● **Problem**
For this listing, the lines between the one holding "Target: distant town skyline" and the one holding "Target: shoreline", inclusive, must be set down exactly.

━━━━━━━━━━━━━━━━━━━━━━━━━━━━━━

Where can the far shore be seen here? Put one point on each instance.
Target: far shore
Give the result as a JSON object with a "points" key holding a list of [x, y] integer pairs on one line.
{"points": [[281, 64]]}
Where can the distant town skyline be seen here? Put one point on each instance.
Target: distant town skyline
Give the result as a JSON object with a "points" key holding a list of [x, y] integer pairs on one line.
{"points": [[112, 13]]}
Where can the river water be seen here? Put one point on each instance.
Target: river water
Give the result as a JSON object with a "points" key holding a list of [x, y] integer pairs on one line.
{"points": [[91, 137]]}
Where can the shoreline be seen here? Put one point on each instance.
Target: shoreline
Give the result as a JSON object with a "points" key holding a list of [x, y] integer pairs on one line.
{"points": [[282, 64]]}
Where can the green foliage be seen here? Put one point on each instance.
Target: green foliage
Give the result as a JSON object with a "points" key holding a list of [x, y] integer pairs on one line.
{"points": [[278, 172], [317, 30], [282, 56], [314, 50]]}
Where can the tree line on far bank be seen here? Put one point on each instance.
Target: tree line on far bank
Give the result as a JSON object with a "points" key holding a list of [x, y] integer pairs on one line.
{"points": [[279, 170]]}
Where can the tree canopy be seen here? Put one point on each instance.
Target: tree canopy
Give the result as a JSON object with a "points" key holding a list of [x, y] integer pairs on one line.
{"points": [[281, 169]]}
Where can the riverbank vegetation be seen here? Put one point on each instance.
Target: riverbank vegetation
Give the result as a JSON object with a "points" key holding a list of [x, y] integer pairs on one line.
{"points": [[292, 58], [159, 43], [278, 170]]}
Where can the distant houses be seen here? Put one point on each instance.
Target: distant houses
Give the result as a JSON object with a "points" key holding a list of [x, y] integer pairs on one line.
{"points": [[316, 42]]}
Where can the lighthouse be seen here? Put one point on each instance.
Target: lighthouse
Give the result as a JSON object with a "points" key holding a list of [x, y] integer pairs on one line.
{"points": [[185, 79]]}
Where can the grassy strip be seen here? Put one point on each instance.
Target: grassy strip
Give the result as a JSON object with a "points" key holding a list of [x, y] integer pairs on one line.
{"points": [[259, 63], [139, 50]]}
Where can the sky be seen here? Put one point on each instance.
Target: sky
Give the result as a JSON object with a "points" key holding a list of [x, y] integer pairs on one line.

━━━━━━━━━━━━━━━━━━━━━━━━━━━━━━

● **Exercise answer**
Target: distant town skyline
Give the result as a JSON object with a "points" key holding a list of [x, y] integer pairs on one line.
{"points": [[112, 13]]}
Where can the river water be seen here? Put one point on each instance.
Target: river water
Give the result as a JSON object with a "points" key holding a list of [x, y] integer pairs on one line.
{"points": [[91, 137]]}
Where can the shoreline be seen here? Put one point on each instance.
Target: shoreline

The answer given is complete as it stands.